↓↓↓
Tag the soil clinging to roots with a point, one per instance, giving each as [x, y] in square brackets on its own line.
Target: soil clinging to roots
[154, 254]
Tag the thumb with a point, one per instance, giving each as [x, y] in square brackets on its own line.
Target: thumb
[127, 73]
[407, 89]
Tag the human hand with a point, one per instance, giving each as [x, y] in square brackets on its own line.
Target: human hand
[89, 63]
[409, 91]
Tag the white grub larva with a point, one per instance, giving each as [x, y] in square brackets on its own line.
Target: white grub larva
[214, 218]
↑↑↑
↓↓↓
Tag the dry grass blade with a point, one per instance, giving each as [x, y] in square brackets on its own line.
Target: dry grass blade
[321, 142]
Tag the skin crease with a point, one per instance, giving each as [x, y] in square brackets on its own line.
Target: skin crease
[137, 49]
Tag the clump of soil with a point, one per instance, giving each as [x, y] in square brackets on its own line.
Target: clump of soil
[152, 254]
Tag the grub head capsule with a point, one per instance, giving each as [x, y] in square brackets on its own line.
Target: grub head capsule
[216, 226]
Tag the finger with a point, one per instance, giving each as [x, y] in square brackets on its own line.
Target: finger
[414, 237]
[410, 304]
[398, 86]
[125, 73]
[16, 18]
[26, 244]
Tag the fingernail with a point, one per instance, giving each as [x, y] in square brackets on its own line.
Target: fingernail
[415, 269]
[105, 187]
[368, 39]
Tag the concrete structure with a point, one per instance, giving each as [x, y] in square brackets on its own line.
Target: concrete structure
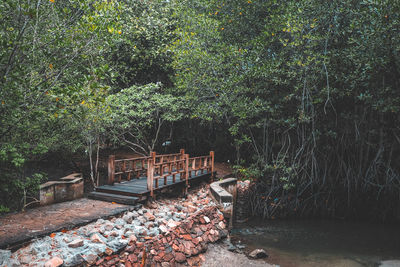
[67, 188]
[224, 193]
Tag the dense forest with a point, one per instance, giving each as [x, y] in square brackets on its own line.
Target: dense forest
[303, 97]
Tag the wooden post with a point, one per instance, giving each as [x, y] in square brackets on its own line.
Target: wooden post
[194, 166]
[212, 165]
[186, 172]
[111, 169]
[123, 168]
↑↑↑
» Task prompt
Identify every line in the items above that contains the string "structure", and copy each of those lines. Case counts.

» Reply to the exercise
Tag the concrete structure with a point, one per instance, giving each as [x, y] in square brackets on its own line.
Target: concrete structure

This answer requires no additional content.